- ABOUT THIS EXERCISE -
Copy, in full, each line of the material that holds the word "white".

- EXTRACTED INFORMATION -
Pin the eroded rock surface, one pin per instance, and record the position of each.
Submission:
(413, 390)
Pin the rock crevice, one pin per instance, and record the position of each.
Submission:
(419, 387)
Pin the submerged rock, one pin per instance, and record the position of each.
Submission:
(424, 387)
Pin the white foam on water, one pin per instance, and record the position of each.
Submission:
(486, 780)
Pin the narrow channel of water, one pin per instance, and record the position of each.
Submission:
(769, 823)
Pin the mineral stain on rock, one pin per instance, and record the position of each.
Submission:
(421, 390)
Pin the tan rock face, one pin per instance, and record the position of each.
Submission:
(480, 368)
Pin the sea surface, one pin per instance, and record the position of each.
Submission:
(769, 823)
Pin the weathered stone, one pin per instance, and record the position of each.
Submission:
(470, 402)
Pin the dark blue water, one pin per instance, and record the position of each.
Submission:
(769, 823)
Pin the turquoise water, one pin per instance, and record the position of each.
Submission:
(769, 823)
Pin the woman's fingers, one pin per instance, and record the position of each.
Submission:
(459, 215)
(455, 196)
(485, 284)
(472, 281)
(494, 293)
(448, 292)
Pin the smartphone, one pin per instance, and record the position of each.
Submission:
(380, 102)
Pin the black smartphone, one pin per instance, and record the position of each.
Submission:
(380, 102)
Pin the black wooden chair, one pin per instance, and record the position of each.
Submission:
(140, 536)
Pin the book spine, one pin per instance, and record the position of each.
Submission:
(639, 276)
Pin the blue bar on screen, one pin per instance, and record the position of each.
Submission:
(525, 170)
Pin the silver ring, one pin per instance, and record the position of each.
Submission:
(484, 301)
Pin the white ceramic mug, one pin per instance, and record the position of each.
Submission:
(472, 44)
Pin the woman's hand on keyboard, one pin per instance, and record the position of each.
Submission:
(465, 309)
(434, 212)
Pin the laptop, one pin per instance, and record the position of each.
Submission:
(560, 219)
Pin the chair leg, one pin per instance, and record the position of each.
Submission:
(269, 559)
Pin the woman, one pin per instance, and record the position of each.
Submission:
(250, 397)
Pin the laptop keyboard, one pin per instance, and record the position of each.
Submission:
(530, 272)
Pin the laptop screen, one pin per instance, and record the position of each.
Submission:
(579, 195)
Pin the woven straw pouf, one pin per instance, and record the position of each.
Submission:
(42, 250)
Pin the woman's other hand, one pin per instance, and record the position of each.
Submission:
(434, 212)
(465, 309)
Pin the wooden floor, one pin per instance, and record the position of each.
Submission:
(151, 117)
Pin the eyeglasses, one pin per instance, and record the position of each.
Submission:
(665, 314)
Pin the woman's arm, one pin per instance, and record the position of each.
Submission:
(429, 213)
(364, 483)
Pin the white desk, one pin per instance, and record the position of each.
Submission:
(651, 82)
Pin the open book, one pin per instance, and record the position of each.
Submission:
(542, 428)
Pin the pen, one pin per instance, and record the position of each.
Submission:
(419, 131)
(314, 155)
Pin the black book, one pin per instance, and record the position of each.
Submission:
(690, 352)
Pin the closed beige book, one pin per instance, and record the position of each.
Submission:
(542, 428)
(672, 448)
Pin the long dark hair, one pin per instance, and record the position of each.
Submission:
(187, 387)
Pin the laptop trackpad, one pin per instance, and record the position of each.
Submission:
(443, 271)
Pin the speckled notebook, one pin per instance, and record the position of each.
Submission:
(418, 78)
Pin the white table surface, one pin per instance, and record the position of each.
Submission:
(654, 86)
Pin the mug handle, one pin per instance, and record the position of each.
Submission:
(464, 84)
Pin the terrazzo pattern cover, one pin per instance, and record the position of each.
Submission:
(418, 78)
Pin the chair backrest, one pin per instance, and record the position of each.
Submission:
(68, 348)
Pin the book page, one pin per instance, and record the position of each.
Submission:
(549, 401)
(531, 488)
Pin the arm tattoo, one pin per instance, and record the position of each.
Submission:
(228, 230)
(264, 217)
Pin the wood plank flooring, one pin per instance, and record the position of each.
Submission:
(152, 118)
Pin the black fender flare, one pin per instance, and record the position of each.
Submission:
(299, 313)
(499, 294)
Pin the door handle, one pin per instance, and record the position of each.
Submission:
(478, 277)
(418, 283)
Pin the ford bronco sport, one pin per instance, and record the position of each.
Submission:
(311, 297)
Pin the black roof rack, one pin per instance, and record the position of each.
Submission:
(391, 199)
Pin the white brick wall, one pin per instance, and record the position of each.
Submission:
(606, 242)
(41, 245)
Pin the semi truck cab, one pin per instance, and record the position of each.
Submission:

- SOLUTION -
Pin the white foam on water, one pin per instance, and record the position of each.
Pin the white ceramic mug, one pin per instance, and record the position of each.
Pin the white desk, one pin per instance, and record the position of each.
Pin the white table surface, one pin per instance, and record the position of each.
Pin the white brick wall, one pin per instance, and record the position of each.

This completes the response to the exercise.